* **Excerpt**:
The image stabilizing unit 200 includes a movable unit 200a and a fixed unit 200b. The movable unit 200a is a movable member including an image sensor unit 230. The fixed unit 200b is a support member fixed to the base member 400. The movable unit 200a is supported by the fixed unit 200b so as to be displaceable in an arbitrary direction in a plane orthogonal to the optical axis P relative to the fixed unit 200b. An optical image stabilizing operation is realized by moving the movable unit 200a in the direction orthogonal to the optical axis P. The movable unit 200a mainly includes a sensor holder 220 and an image sensor unit 230. The sensor holder 220 is a holding member that holds the image sensor unit 230.

The first connecting member 270a and the second connecting member 270b electrically connect the image sensor unit 230 to the control substrate 100 illustrated in FIG. 2. Each of the first connecting member 270a and the second connecting member 270b is an FPC.

The image sensor unit 230 includes an image sensor 232 (see FIG. 6) such as a complementary metal oxide semiconductor (CMOS) image sensor or a charge-coupled device (CCD) image sensor, and converts an optical image of an object into an electrical signal. The image sensor unit 230 is adhered to and fixed to the sensor holder 220. In the sensor holder 220, an optical low-pass filter 221 is disposed in front of the image sensor unit 230. The optical low-pass filter 221 is an optical element for preventing the incidence of infrared rays and color moiré and the like.

A second heat radiating plate 280 is fixed to the sensor holder 220 with screws or the like at a position overlapping the image sensor unit 230 in the optical axis direction. The second heat radiating plate 280 is made of a metal material with high thermal conductivity, such as copper or aluminum. A first heat radiating member 281 is adhered to and fixed to the second heat radiating plate 280. The first heat radiating plate 700 is adhered to or connected to the tip of the first heat radiating member 281. The first heat radiating member 281 is made of a flexible graphite sheet or the like. The first heat radiating member 281 adhered to the second heat radiating plate 280 has a long plate shape, and the first heat radiating member 281 has a shape with a partially bent portion so that a distance from the first heat radiating plate 700 can be made as short as possible.

As illustrated in FIG. 3, the first connecting member 270a is directly joined to the image sensor unit 230 at a joint portion 271a by soldering or ACF (anisotropic conductive film), and is electrically connected to the image sensor substrate 231. The first connecting member 270a is fixed to the movable unit 200a at the joint portion 271a.

* **Items**:
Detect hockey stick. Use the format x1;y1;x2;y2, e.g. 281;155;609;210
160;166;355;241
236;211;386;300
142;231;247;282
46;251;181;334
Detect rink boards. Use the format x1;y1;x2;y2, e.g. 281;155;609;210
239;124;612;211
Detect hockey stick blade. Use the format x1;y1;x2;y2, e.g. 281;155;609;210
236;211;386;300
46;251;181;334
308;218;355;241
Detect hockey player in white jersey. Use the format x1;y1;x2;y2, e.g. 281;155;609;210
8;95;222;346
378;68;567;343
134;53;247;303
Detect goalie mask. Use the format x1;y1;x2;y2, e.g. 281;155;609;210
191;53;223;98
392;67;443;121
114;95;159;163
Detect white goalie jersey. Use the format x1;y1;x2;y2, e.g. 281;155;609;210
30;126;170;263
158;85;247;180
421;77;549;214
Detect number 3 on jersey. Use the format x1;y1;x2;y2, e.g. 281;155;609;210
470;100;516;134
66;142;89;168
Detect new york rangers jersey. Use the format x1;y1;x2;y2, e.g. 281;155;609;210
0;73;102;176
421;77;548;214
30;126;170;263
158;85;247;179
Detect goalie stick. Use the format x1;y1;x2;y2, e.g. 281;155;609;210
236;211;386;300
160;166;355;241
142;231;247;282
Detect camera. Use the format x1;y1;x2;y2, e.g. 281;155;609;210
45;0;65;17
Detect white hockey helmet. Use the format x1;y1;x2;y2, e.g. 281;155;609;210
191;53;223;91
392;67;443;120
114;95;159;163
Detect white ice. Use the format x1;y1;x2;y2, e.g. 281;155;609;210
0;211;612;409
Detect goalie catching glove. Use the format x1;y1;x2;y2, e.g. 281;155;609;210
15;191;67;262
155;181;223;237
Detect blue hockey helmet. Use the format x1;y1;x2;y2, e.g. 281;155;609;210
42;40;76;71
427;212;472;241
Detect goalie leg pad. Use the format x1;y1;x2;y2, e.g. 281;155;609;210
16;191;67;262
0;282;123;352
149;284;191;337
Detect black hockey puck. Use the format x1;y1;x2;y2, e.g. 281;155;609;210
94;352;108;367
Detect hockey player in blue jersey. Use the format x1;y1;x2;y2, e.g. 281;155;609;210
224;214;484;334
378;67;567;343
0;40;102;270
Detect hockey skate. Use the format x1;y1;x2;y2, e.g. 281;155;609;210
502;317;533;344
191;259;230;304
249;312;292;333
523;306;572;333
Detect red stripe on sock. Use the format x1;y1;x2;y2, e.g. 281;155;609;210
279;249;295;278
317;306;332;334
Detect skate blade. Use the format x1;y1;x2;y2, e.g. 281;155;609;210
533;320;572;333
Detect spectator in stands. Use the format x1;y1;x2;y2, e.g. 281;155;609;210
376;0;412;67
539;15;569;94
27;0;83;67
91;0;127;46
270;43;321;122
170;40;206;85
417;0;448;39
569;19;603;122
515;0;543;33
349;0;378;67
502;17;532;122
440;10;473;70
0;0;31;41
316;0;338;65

* **Written tasks**:
[1] List every heat radiating part named in the image stabilizing unit excerpt, along with its reference numeral.
[2] According to the image stabilizing unit excerpt, by what methods is the first connecting member 270a joined to the image sensor unit 230 at the joint portion 271a?

* **Expected outputs**:
[1]
- Second heat radiating plate 280
- First heat radiating member 281
- First heat radiating plate 700

[2] It is joined by soldering or by ACF (anisotropic conductive film).